* [GOAL OF THE EXERCISE]
For the material below, count the lines containing "grassy" and reply with the number alone.
[RECORDS SUPPLIED]
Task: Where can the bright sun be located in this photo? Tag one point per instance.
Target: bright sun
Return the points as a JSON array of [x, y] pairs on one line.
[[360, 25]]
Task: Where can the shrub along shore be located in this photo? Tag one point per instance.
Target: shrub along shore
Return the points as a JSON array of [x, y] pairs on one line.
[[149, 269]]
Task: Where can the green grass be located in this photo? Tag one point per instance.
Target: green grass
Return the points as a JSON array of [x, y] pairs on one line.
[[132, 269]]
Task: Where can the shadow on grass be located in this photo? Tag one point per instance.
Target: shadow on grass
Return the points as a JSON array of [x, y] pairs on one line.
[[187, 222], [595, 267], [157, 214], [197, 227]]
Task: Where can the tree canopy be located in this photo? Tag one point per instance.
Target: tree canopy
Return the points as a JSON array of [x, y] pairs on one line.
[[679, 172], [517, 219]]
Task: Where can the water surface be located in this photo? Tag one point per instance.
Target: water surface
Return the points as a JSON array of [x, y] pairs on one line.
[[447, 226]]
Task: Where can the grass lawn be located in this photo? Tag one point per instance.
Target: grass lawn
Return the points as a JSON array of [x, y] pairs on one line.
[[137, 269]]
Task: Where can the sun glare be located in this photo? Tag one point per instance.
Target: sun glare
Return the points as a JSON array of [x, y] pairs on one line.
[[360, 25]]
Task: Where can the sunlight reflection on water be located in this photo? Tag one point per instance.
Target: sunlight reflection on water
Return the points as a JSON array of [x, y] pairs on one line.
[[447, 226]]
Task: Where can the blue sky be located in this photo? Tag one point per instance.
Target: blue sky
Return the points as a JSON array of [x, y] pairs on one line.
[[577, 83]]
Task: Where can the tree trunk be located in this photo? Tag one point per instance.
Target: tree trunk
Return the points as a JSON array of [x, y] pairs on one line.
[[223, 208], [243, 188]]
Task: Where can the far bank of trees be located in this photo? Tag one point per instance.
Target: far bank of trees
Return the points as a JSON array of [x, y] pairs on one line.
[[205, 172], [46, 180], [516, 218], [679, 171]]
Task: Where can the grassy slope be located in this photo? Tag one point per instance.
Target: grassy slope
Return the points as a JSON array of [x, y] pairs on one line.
[/RECORDS SUPPLIED]
* [EXERCISE RESULT]
2